══ Data for the task

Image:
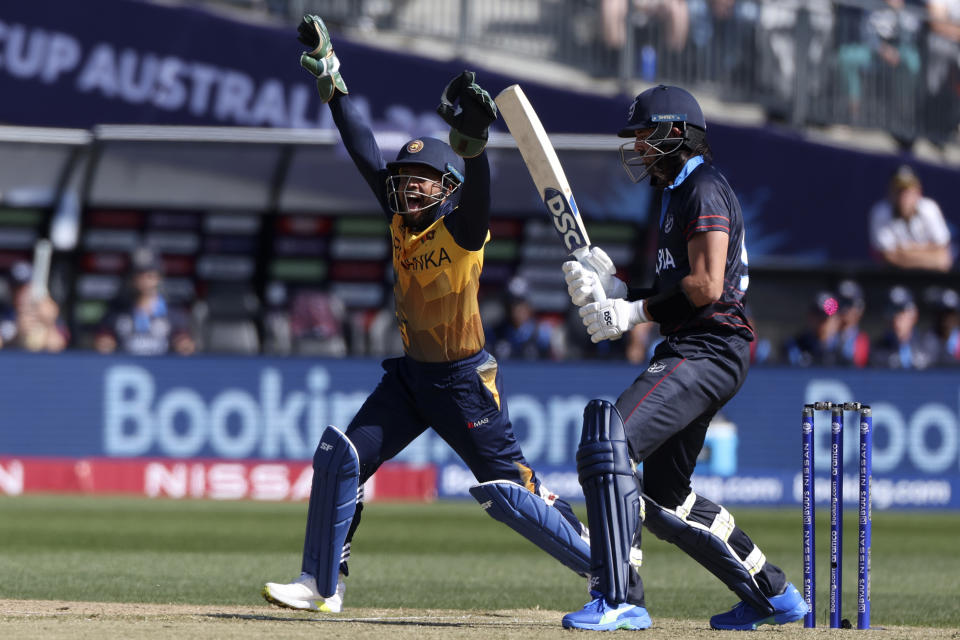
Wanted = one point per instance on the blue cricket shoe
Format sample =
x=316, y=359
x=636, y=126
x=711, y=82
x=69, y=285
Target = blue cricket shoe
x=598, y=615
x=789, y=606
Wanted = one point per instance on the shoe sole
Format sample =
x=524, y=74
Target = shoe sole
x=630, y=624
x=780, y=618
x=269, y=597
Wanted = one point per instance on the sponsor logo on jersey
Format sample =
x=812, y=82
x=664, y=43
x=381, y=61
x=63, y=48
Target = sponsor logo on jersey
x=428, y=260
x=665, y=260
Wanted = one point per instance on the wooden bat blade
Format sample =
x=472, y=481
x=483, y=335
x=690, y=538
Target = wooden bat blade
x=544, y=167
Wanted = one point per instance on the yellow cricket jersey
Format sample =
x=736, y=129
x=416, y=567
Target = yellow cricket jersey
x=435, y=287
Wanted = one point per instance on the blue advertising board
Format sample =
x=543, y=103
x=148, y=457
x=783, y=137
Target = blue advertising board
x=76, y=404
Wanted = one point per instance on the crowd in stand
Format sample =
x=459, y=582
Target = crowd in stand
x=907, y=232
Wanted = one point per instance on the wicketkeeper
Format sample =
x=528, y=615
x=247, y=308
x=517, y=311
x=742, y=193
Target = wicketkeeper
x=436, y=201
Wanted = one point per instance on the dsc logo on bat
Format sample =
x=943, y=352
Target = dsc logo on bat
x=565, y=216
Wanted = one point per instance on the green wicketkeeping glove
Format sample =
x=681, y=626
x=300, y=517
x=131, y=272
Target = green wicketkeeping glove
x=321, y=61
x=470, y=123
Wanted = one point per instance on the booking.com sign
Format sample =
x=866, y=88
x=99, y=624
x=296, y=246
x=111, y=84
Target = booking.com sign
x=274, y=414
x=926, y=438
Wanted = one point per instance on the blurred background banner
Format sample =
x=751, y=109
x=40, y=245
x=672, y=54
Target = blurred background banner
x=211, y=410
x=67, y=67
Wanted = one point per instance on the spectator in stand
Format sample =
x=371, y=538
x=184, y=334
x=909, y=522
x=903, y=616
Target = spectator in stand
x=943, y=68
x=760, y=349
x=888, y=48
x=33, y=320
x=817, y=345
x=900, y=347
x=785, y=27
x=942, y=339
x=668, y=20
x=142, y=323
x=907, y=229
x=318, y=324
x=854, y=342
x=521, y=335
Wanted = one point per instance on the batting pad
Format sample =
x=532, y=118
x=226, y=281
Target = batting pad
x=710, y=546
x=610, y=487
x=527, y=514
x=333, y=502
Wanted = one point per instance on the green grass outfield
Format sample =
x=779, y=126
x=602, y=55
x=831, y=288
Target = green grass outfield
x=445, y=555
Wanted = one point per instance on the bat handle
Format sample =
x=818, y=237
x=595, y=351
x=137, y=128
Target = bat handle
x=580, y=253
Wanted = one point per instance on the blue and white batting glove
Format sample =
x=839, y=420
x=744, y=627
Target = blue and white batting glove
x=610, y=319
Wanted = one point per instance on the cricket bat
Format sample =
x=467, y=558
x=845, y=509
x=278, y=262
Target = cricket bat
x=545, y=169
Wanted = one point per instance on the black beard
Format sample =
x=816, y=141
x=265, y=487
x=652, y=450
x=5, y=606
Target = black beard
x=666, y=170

════

### [Problem details]
Switch "spectator" to "fan" throughout all of the records above, and give the lines again with everything else unchanged. Leave the pictures out.

### [Complete output]
Image:
Wanted = one point per instance on the blue cricket shoe
Format sample =
x=316, y=359
x=636, y=126
x=711, y=82
x=69, y=285
Target = blue cricket shoe
x=598, y=615
x=789, y=606
Wanted = one point per instance on the shoe sole
Format sample =
x=524, y=74
Target = shoe sole
x=630, y=624
x=780, y=618
x=269, y=597
Wanted = one point per instance on the sponsor logo on jersey
Format sample =
x=812, y=82
x=664, y=43
x=381, y=61
x=63, y=48
Target = sponsor logo on jersey
x=428, y=260
x=665, y=260
Wanted = one point per instance on the wooden bat blade
Format sample =
x=472, y=481
x=483, y=335
x=690, y=538
Target = wooden bat blade
x=544, y=167
Wanted = one point per instance on the yellow cricket jersey
Format sample =
x=736, y=129
x=416, y=567
Target = yellow cricket jersey
x=435, y=287
Wanted = one point per instance on the blue advertising board
Format sample =
x=543, y=103
x=148, y=457
x=783, y=137
Target = blue advertising board
x=76, y=404
Wanted = one point per instance on the crowd in stand
Format sample =
x=459, y=582
Target = crowd in stand
x=907, y=232
Wanted = one point per instance on the wicketkeeper
Format sample =
x=528, y=615
x=247, y=308
x=517, y=311
x=742, y=193
Target = wicketkeeper
x=436, y=201
Wanted = one point per instance on the dsc logo on bat
Format sample =
x=943, y=352
Target = dsc logo on bat
x=565, y=216
Wanted = one point per instance on the green wicketkeeping glove
Format sample =
x=681, y=626
x=300, y=517
x=131, y=272
Target = green wicketkeeping glove
x=321, y=61
x=470, y=123
Wanted = one point per instance on the booking.com sign
Format sample =
x=866, y=88
x=99, y=624
x=296, y=246
x=111, y=84
Target = booking.com sign
x=274, y=414
x=926, y=438
Wanted = one point per instance on the blurred background banner
Format sample =
x=751, y=109
x=40, y=245
x=672, y=54
Target = blurred background banner
x=211, y=410
x=67, y=67
Wanted = one point per instance on the fan in stand
Format sample =
x=371, y=538
x=184, y=334
x=909, y=522
x=903, y=616
Target = fan in stand
x=943, y=68
x=760, y=349
x=888, y=48
x=33, y=320
x=817, y=345
x=900, y=347
x=785, y=27
x=942, y=339
x=668, y=20
x=142, y=323
x=907, y=229
x=318, y=324
x=854, y=342
x=521, y=335
Wanted = one point per instance on the batting pad
Format sample =
x=532, y=118
x=226, y=281
Target = batting pad
x=710, y=546
x=610, y=487
x=527, y=514
x=333, y=502
Wanted = one point per instance on the green grass outfield
Format sample =
x=779, y=126
x=602, y=55
x=831, y=288
Target = green grass outfield
x=445, y=555
Wanted = one point per instance on the bat handle
Format sample =
x=818, y=237
x=595, y=351
x=137, y=128
Target = bat handle
x=580, y=253
Wanted = one point per instance on the blue and white batting glove
Format sample =
x=839, y=420
x=744, y=627
Target = blue and white batting glove
x=610, y=319
Wanted = one point per instance on the cricket bat
Format sample =
x=467, y=558
x=845, y=509
x=278, y=262
Target = cricket bat
x=545, y=169
Wanted = one point per instance on the black beard
Format sample =
x=816, y=141
x=265, y=487
x=652, y=450
x=5, y=606
Target = black beard
x=666, y=170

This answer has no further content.